Document segment
######
You are viewing a plain text version of this content. The canonical link for it is here.

Posted to dev@mahout.apache.org by Aditya Sarawgi <sa...@gmail.com> on 2012/03/01 06:31:32 UTC

psvm

Hello,

I am looking to implement psvm for Mahout as a part of of my coursework.
The reference paper is
http://books.nips.cc/papers/files/nips20/NIPS2007_0435.pdf
and there is a implementation over http://code.google.com/p/psvm/ which
uses MPI.
Any ideas, pointers are much appreciated.

Thanks
Aditya Sarawgi

Re: psvm

Posted by "Edward J. Yoon" <ed...@apache.org>.

> Btw on the benchmarks page, its not clear if the tests are for hadoop or
> hama.

It shows BSP computing performance of Apache Hama.

Hadoop is only used as a filesystem.
######
Provided data
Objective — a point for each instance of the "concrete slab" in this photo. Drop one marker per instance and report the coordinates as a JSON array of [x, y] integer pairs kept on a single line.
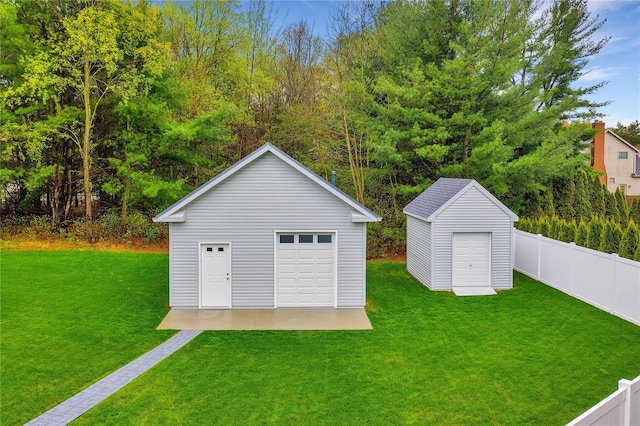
[[266, 319], [474, 291]]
######
Task requirements
Answer these questions from the psvm mailing-list thread, each on its own line.
(a) What does the existing psvm implementation use?
(b) According to the reply, what does the benchmarks page show?
(c) What is Hadoop used for in those tests?

Response to the task
(a) MPI.
(b) The BSP computing performance of Apache Hama.
(c) Hadoop is only used as a filesystem.